ITEMS
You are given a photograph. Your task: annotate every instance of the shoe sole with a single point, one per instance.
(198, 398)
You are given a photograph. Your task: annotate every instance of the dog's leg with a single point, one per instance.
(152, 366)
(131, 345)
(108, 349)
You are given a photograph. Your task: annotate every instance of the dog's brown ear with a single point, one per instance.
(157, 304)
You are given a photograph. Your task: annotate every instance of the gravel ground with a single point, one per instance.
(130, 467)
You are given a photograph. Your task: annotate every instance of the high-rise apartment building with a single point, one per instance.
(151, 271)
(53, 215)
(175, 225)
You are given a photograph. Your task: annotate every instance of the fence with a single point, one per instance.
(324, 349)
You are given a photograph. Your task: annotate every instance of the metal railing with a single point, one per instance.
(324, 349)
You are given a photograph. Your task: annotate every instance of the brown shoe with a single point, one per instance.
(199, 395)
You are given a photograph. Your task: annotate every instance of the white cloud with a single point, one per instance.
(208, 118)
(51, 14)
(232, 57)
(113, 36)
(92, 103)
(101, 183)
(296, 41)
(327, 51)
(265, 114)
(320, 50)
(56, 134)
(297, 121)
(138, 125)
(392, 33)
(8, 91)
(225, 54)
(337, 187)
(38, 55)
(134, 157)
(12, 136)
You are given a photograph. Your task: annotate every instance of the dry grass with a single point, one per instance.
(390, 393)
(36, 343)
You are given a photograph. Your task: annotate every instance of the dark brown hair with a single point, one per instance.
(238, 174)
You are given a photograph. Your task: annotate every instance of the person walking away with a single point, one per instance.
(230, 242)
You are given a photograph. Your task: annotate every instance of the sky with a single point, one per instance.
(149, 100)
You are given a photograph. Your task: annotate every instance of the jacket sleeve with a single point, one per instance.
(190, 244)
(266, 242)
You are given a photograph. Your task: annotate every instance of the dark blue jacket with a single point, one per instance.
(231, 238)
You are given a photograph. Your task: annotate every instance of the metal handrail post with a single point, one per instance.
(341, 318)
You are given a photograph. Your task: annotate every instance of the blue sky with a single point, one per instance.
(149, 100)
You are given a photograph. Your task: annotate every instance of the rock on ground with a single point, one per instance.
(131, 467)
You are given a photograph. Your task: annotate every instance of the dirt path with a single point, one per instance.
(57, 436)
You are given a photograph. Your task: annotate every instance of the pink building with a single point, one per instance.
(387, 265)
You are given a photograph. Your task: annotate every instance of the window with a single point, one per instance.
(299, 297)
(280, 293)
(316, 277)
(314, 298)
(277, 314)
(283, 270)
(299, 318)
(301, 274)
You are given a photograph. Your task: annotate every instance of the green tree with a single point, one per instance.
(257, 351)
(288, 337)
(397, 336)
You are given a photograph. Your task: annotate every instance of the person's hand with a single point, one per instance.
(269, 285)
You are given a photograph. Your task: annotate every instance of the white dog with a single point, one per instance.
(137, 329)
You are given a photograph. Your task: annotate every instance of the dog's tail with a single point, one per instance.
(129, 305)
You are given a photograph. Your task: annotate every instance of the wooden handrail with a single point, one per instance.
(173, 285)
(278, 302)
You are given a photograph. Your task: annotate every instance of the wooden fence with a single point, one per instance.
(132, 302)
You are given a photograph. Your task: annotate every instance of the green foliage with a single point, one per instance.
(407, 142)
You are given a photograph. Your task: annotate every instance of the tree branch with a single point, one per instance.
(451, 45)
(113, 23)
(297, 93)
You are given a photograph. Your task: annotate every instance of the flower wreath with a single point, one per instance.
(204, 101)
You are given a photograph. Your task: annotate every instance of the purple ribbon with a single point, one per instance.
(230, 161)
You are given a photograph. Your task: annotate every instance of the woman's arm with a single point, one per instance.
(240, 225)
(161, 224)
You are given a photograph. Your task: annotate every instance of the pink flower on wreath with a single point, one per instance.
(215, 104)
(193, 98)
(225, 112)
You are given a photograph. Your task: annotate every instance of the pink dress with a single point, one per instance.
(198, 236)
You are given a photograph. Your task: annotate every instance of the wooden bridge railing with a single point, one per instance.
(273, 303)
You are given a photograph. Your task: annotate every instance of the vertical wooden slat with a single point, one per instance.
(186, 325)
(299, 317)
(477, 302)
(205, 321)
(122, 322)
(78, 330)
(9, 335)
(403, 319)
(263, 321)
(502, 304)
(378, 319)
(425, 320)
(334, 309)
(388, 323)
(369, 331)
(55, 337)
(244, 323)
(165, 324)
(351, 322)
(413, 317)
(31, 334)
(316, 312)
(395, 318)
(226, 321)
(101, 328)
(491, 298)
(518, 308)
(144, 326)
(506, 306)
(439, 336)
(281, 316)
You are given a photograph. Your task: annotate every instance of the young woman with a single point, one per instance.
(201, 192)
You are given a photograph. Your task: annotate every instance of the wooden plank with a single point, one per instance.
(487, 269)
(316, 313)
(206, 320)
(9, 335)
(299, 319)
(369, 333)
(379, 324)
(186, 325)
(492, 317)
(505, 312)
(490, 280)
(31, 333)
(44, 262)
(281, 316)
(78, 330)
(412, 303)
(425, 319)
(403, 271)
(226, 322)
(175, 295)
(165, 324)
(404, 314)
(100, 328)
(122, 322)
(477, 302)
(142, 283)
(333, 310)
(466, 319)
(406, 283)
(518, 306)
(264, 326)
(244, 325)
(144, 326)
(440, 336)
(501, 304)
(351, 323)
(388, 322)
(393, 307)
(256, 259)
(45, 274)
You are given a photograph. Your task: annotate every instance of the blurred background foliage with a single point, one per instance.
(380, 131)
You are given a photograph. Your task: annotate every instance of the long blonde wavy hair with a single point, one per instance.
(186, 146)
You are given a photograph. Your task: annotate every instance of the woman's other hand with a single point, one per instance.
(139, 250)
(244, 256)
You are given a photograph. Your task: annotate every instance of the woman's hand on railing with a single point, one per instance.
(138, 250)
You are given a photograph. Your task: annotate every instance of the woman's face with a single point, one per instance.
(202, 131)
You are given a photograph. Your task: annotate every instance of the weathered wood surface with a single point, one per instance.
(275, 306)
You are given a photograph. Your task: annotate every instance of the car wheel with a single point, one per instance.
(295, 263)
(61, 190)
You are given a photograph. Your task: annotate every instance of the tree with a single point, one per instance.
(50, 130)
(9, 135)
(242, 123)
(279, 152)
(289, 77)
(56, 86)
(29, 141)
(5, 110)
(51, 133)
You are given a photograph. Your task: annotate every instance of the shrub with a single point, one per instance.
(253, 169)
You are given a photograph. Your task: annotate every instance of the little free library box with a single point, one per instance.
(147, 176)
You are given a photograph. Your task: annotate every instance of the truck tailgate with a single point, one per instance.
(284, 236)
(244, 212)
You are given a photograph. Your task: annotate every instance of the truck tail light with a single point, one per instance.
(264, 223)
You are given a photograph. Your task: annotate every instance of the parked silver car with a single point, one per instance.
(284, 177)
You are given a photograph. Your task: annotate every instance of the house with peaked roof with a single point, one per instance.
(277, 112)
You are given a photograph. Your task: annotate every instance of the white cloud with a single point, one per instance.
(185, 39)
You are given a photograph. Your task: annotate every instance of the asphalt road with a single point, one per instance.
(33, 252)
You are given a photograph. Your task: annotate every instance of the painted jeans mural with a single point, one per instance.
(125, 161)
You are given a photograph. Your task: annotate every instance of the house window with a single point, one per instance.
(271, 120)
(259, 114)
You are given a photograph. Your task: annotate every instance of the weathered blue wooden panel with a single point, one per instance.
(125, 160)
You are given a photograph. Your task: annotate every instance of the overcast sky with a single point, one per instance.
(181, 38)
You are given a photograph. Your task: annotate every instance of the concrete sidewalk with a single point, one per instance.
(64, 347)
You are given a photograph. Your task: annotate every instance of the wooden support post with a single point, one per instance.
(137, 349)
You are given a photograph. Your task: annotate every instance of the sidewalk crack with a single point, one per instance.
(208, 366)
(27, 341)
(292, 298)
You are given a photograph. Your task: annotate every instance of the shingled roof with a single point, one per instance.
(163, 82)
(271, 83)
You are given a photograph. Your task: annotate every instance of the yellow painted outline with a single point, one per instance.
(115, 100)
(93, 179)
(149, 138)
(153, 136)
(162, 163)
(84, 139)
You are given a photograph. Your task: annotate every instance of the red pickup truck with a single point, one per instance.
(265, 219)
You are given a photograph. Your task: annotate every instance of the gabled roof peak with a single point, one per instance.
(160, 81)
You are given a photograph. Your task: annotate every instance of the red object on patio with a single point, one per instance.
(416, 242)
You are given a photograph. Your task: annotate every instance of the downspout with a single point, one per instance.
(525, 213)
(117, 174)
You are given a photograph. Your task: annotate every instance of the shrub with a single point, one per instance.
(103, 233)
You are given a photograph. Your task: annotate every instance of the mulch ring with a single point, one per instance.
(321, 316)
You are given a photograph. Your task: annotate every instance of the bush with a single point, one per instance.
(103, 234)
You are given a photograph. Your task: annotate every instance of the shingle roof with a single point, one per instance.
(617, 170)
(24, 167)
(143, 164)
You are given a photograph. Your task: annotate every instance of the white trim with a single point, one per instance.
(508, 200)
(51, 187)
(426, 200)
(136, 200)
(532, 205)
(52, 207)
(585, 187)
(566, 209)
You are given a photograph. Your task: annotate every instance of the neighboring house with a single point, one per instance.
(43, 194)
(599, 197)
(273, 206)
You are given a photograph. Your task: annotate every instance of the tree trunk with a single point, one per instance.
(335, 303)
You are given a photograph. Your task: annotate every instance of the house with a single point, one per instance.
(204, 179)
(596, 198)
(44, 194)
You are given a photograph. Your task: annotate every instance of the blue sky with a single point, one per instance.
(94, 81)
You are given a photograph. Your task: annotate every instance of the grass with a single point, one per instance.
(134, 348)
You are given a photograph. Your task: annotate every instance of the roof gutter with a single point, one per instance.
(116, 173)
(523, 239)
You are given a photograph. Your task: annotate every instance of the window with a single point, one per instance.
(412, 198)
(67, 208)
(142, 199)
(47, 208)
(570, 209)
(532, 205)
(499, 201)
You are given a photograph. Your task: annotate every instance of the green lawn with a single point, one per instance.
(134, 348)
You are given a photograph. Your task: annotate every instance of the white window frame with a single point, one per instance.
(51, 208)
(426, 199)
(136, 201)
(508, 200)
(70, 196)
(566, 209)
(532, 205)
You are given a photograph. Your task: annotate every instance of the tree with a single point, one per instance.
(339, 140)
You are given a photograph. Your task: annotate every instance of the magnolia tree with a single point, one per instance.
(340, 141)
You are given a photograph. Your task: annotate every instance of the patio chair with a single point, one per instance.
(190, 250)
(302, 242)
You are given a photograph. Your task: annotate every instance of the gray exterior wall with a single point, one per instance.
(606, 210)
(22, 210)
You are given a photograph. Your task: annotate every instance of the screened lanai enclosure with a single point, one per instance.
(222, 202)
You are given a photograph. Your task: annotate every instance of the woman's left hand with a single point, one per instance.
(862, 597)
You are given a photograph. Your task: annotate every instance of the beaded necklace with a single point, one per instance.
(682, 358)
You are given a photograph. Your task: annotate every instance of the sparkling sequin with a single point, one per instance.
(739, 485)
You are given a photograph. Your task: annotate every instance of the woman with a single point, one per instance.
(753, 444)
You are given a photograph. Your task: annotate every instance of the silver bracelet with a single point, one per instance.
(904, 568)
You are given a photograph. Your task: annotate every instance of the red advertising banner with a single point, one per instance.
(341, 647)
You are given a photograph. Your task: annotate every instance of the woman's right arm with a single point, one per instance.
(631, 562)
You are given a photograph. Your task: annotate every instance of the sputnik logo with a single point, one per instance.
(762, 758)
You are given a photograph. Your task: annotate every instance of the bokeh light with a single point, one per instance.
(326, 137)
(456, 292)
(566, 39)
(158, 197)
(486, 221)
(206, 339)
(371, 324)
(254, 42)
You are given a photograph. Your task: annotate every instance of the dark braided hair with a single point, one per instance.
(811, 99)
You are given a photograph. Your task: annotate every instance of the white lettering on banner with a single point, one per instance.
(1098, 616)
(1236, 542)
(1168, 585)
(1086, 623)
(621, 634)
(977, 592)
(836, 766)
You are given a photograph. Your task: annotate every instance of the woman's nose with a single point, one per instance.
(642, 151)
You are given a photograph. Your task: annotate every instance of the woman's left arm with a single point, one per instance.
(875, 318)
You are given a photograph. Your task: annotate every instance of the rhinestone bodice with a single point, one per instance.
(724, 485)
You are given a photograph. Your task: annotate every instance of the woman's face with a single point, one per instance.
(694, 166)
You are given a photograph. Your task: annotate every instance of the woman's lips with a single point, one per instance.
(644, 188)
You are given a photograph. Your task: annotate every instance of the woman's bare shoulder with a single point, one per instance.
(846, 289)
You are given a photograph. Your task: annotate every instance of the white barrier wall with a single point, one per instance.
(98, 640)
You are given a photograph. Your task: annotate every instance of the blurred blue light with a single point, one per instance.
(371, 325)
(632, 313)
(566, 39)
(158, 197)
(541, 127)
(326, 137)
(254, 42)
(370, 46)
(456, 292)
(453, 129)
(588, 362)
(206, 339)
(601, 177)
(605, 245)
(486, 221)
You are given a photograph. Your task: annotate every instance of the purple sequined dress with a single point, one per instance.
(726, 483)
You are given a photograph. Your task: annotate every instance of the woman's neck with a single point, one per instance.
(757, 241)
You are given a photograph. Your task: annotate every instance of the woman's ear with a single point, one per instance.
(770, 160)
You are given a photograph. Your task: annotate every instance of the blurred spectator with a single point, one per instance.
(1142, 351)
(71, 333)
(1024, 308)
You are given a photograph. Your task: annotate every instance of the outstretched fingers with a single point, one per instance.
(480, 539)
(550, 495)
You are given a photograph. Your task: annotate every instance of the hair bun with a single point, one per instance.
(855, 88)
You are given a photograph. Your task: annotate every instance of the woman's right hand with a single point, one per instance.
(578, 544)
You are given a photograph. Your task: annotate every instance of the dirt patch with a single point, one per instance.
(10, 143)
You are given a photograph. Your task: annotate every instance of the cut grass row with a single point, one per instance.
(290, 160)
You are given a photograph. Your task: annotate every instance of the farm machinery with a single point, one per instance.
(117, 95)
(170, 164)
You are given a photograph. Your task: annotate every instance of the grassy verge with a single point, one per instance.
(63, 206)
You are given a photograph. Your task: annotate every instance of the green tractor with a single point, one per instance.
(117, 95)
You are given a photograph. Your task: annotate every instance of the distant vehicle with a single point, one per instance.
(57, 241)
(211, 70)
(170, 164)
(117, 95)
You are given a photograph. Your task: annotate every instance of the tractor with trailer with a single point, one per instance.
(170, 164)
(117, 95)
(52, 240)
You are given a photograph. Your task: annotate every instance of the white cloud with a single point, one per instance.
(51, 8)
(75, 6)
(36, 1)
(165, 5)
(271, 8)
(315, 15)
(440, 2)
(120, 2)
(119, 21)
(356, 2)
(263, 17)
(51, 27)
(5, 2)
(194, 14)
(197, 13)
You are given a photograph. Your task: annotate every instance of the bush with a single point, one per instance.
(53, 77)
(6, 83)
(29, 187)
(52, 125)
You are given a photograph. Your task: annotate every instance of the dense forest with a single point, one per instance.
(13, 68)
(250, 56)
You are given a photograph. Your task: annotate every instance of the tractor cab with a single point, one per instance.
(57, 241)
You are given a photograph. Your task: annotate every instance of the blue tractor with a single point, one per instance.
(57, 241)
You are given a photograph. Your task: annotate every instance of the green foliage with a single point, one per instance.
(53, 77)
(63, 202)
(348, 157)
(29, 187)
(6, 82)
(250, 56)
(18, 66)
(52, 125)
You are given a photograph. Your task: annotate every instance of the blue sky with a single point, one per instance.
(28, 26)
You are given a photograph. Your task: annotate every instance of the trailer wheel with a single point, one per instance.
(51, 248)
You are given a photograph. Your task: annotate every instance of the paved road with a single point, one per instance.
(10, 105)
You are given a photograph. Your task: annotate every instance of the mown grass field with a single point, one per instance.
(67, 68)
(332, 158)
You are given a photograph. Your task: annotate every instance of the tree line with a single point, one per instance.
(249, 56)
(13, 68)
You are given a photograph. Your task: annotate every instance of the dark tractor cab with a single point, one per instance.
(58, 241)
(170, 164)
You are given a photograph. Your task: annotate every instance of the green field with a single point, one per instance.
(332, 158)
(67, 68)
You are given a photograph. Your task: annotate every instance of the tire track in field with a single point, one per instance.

WORK TO DO
Give back exactly the lines from the line holding "of the paved" through the last line of the listing, including both.

REPLY TO THE EXERCISE
You are given a photograph. Your task: annotate every instance of the paved road with a single point, one per instance.
(10, 105)
You are given a photograph. Your task: annotate every instance of the mown grass field with a single point, one per instance.
(67, 68)
(332, 158)
You are given a photograph. Your task: annotate every instance of the tree line with a single point, one per instance.
(249, 56)
(13, 68)
You are given a photograph. Your task: annotate every instance of the dark tractor cab with a single point, one per instance.
(58, 241)
(170, 164)
You are given a photograph. Your task: annotate every instance of the green field with a single point, one per instance.
(332, 158)
(67, 68)
You are given a photograph. Your task: annotate every instance of the tire track in field with a single point, one per instance.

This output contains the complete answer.